WHAT TO DO:
Please state how many lines in the records below contain the word "framed"; the number alone is the answer.
BEGIN DATASET EXCERPTS
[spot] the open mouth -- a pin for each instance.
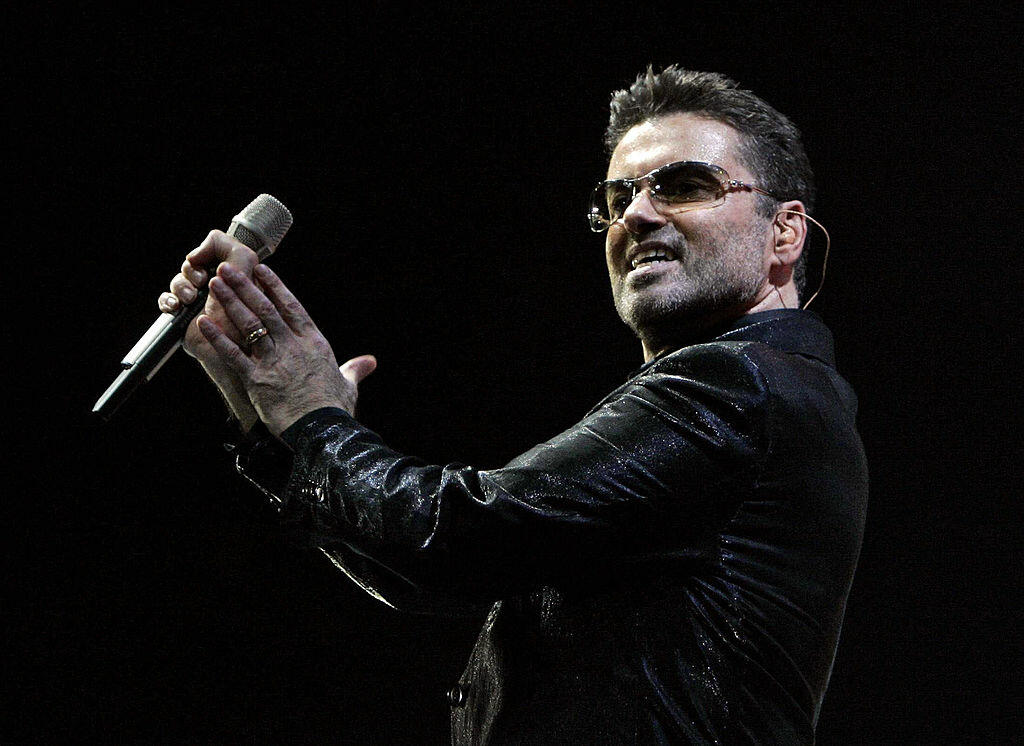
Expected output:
(651, 256)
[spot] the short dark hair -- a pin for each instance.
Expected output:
(770, 143)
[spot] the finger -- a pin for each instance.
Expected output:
(228, 351)
(239, 313)
(196, 275)
(168, 303)
(216, 248)
(287, 304)
(358, 367)
(183, 289)
(255, 299)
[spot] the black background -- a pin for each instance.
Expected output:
(437, 161)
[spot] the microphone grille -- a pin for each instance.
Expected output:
(267, 217)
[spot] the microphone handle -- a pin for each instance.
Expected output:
(153, 350)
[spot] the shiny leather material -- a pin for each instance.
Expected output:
(673, 569)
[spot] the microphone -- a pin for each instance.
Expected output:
(260, 226)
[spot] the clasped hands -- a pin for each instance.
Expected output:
(256, 341)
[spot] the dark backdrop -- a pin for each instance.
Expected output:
(437, 163)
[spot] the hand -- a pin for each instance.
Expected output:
(217, 248)
(289, 371)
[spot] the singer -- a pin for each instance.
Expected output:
(674, 568)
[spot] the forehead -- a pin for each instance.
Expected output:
(676, 137)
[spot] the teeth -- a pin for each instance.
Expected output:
(656, 254)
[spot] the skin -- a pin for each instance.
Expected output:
(283, 376)
(729, 261)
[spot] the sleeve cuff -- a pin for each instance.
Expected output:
(327, 413)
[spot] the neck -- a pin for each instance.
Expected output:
(680, 333)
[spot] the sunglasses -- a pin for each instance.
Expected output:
(674, 188)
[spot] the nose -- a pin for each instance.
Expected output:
(641, 215)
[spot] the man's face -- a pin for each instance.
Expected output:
(721, 254)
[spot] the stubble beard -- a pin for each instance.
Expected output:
(718, 279)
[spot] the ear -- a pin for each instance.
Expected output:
(788, 233)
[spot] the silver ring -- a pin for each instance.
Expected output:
(256, 335)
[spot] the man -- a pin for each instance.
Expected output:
(673, 569)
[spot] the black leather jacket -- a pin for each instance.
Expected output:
(673, 569)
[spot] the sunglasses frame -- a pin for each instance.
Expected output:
(599, 224)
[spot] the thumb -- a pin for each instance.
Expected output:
(358, 367)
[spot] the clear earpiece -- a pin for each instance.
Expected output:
(824, 262)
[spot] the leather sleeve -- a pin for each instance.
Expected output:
(657, 467)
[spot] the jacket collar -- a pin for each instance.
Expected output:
(801, 333)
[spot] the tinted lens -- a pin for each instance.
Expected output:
(688, 183)
(608, 202)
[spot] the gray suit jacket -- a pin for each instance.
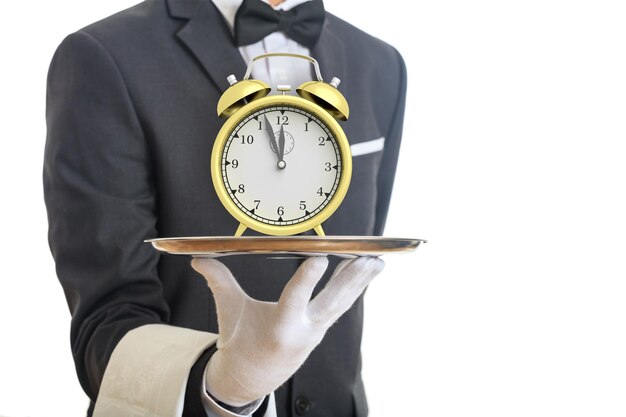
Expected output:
(131, 122)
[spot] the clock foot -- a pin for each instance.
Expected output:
(242, 228)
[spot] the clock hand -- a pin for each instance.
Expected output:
(281, 144)
(270, 133)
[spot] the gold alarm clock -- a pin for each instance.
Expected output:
(281, 164)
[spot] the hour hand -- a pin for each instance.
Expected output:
(270, 133)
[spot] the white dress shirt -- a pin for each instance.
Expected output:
(274, 71)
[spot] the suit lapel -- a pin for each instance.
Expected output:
(329, 52)
(208, 38)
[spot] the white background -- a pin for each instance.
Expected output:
(513, 167)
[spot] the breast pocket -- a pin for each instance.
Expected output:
(357, 214)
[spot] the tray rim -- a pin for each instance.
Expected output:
(313, 245)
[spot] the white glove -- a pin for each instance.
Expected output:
(261, 344)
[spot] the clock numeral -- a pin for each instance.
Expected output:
(247, 139)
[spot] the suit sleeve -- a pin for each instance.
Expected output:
(100, 196)
(387, 171)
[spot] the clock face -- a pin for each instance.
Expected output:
(281, 165)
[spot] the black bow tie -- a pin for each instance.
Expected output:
(255, 20)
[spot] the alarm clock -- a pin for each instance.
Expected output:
(281, 164)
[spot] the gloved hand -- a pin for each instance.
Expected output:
(261, 344)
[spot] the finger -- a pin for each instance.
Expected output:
(343, 289)
(298, 290)
(217, 275)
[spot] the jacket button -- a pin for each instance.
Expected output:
(303, 405)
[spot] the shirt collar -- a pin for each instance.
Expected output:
(228, 8)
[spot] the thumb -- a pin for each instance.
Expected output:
(217, 275)
(298, 290)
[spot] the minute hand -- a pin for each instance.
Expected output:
(270, 133)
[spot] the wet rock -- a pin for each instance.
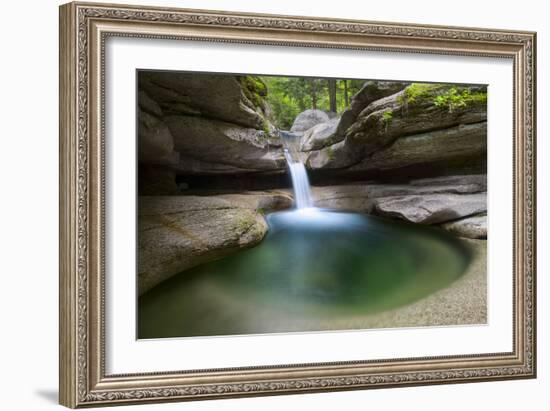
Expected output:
(309, 118)
(180, 232)
(421, 124)
(320, 135)
(222, 143)
(214, 96)
(370, 92)
(470, 227)
(431, 208)
(464, 141)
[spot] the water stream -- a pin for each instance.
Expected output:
(315, 270)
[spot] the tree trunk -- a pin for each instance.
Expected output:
(346, 96)
(313, 95)
(332, 94)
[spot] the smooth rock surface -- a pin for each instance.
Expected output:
(222, 143)
(215, 96)
(470, 227)
(463, 141)
(179, 232)
(431, 208)
(309, 118)
(320, 135)
(408, 128)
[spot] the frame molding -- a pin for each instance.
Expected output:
(83, 30)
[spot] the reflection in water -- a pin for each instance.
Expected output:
(314, 267)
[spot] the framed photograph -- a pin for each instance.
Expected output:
(260, 204)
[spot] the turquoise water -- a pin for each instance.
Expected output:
(314, 269)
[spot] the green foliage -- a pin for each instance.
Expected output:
(454, 98)
(289, 96)
(387, 117)
(254, 89)
(418, 91)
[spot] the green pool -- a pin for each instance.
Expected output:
(314, 267)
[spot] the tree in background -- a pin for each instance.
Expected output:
(289, 96)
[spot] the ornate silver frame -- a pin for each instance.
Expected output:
(83, 30)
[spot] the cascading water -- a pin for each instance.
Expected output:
(298, 173)
(313, 269)
(300, 182)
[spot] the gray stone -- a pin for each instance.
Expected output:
(180, 232)
(335, 156)
(470, 227)
(222, 144)
(408, 128)
(395, 116)
(344, 197)
(431, 208)
(309, 118)
(156, 145)
(370, 92)
(214, 96)
(320, 135)
(455, 143)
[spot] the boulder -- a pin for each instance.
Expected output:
(319, 135)
(362, 197)
(222, 146)
(370, 92)
(470, 227)
(156, 145)
(449, 144)
(179, 232)
(235, 99)
(433, 116)
(431, 208)
(309, 118)
(354, 198)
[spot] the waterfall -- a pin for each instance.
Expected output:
(300, 182)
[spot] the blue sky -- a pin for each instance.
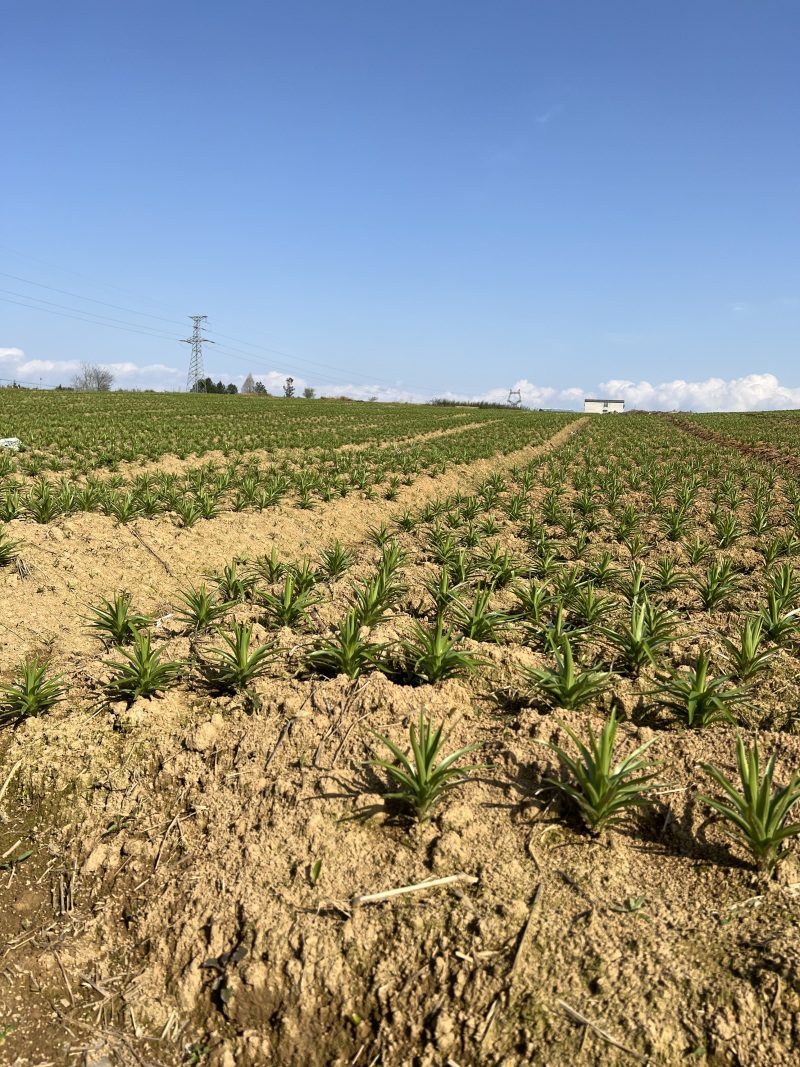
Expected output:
(408, 198)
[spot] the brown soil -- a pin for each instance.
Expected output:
(169, 911)
(765, 452)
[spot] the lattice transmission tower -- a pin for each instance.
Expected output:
(196, 378)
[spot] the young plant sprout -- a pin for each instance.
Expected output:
(427, 777)
(142, 672)
(114, 620)
(347, 652)
(200, 610)
(235, 667)
(699, 698)
(758, 813)
(564, 686)
(604, 793)
(32, 691)
(432, 655)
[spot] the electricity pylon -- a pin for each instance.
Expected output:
(195, 379)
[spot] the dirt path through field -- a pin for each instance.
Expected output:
(764, 452)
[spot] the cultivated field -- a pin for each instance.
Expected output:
(221, 619)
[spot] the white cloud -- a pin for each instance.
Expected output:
(750, 393)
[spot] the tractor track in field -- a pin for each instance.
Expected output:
(756, 451)
(174, 465)
(81, 558)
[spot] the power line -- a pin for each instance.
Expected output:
(84, 316)
(91, 300)
(95, 322)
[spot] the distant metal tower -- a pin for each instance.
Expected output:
(195, 379)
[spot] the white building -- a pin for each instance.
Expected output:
(604, 407)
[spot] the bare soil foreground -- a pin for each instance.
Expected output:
(184, 874)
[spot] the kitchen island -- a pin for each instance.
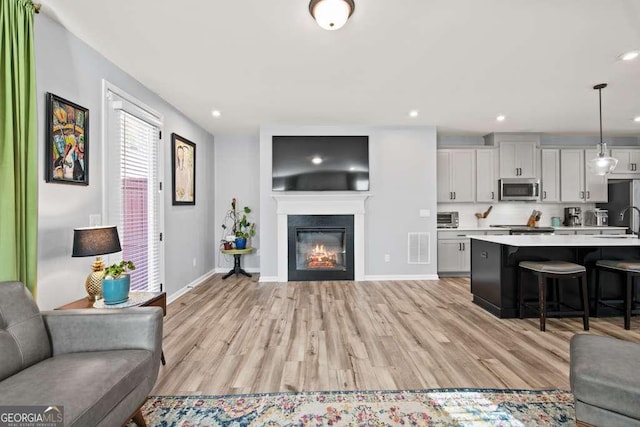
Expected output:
(494, 267)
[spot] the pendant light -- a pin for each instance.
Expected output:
(602, 164)
(331, 14)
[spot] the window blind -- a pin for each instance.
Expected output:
(140, 201)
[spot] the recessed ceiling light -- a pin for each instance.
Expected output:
(630, 56)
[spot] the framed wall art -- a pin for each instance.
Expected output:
(183, 164)
(67, 142)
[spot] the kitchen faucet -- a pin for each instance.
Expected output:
(624, 211)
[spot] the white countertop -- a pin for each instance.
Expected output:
(563, 240)
(585, 228)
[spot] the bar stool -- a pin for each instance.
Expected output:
(554, 270)
(630, 270)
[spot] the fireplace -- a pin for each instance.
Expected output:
(320, 247)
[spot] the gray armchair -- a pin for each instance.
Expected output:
(100, 365)
(605, 381)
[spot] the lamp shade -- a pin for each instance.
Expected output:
(92, 241)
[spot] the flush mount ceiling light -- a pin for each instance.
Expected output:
(331, 14)
(630, 56)
(602, 164)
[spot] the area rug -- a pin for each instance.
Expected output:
(438, 407)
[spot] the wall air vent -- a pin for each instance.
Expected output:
(419, 244)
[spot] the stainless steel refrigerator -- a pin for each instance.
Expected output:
(622, 194)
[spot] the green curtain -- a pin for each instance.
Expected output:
(18, 144)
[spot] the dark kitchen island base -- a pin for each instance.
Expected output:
END DATASET EXCERPTS
SOLUTION TO THIS EXERCISE:
2